=== Tarefa a realizar ===
Extraia sem nenhuma alteração as linhas que começam na que contém "Where can the man's face" e seguem até a que contém "x=319, y=108", incluindo as duas.

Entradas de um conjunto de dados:

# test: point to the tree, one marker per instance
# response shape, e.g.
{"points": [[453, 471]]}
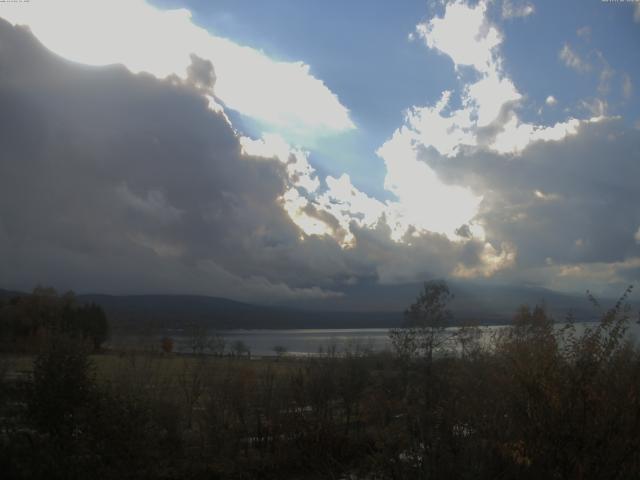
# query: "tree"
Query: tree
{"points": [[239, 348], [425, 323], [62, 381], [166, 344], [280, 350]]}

==

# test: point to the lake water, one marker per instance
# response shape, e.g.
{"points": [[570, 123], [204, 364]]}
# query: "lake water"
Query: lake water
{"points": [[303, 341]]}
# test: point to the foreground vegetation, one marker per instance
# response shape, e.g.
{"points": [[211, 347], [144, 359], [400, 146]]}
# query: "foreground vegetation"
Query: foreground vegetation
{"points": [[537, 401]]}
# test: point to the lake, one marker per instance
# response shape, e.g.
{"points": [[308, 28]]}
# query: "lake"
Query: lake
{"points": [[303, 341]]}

---

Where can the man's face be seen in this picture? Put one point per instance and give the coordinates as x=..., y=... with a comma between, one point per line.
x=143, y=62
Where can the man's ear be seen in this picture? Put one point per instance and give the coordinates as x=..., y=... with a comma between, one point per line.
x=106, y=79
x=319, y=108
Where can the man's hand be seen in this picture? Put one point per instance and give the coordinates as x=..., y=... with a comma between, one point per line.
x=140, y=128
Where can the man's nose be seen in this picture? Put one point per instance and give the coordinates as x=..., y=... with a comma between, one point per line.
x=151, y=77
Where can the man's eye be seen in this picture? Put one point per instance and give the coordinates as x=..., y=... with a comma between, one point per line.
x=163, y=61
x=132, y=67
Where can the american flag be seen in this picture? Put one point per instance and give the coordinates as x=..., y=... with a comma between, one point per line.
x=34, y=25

=== Resultado do exercício ===
Where can the man's face be seen in this picture? Put one point per instance and give the coordinates as x=..., y=... with a comma between, one point per line.
x=143, y=62
Where can the man's ear be seen in this picture? Put one point per instance and give the coordinates as x=..., y=... with a comma between, one point per line.
x=106, y=79
x=319, y=108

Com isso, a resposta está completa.